GEFRAGT IST:
Entnimm dem Text zur Hamburger Olympiabewerbung wortgetreu alles von „Olympia-Bewerbung abgeschickt: Der“ bis hinunter zu „norddeutsche Spiele glauben?“.

ANGEZEIGTER TEXT:
|---|

Olympia-Bewerbung abgeschickt: Der Norden greift wieder nach den Ringen
Hamburg hat seine Olympiabewerbung eingereicht. Zusammen mit Schleswig-Holstein will man grünere, nachhaltigere Spiele. Linke und „Nolympia“ zweifeln.

Gekommen war auch Schleswig-Holsteins Ministerpräsident Daniel Günther (CDU). Kiel freilich ist in allen vier Bewerbungskonzepten als Nebenstandort beteiligt. Wie weit möchte man da Günthers nun bekundeter „Sympathie“ für norddeutsche Spiele glauben?
Die Frist endete am 31. Mai – auf den letzten Drücker wurde also eine norddeutsche „Kick-off-Veranstaltung“ ausgerichtet, um wenigstens die Eckpunkte unter die Leute zu bringen. Die Presse war geladen, aber auch der Sport. Denn dass von Olympischen Spielen gerade auch der Breitensport profitieren werde, der ja so wichtige sozial kittende, auch inkludierende Aufgaben stemmt: Das war den Verantwortlichen erkennbar wichtig.
Überhaupt sollten aber alle Menschen in der Stadt „etwas von den Spielen haben“, so Katharina Fegebank, Zweite Bürgermeisterin (Grüne). Kein Elitenprojekt wollte man betrommeln, hoch oben im Bunker gleich neben dem Millerntor-Stadion, in dem die Hockey-Wettbewerbe ausgetragen würden, sollte man sich durchsetzen bei DOSB und Internationalem Olympischen Komitee.

|---|

INHALT DES DATENSATZES:
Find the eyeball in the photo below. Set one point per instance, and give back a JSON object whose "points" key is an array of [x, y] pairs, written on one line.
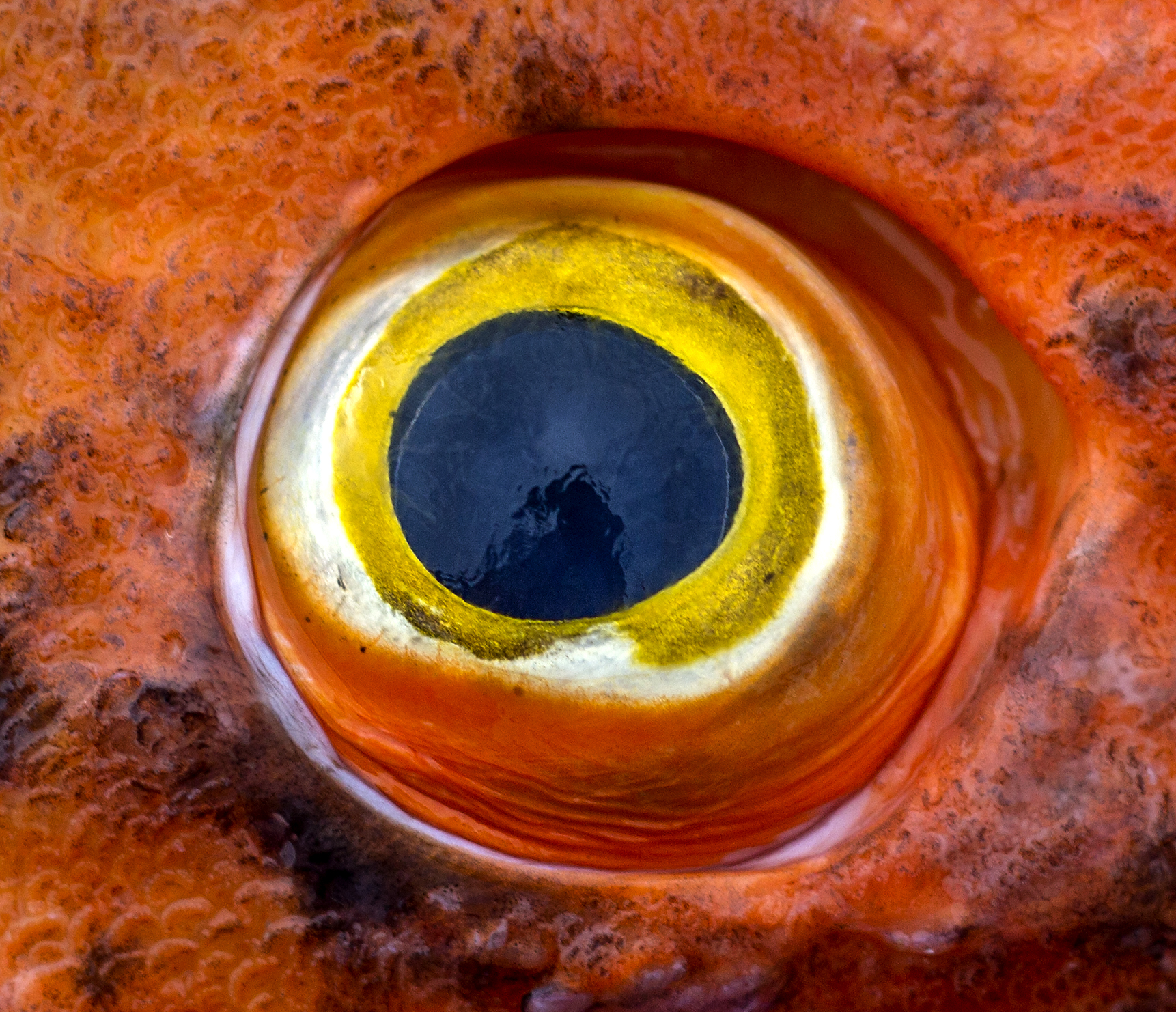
{"points": [[596, 523]]}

|---|

ANTWORTTEIL:
Olympia-Bewerbung abgeschickt: Der Norden greift wieder nach den Ringen
Hamburg hat seine Olympiabewerbung eingereicht. Zusammen mit Schleswig-Holstein will man grünere, nachhaltigere Spiele. Linke und „Nolympia“ zweifeln.

Gekommen war auch Schleswig-Holsteins Ministerpräsident Daniel Günther (CDU). Kiel freilich ist in allen vier Bewerbungskonzepten als Nebenstandort beteiligt. Wie weit möchte man da Günthers nun bekundeter „Sympathie“ für norddeutsche Spiele glauben?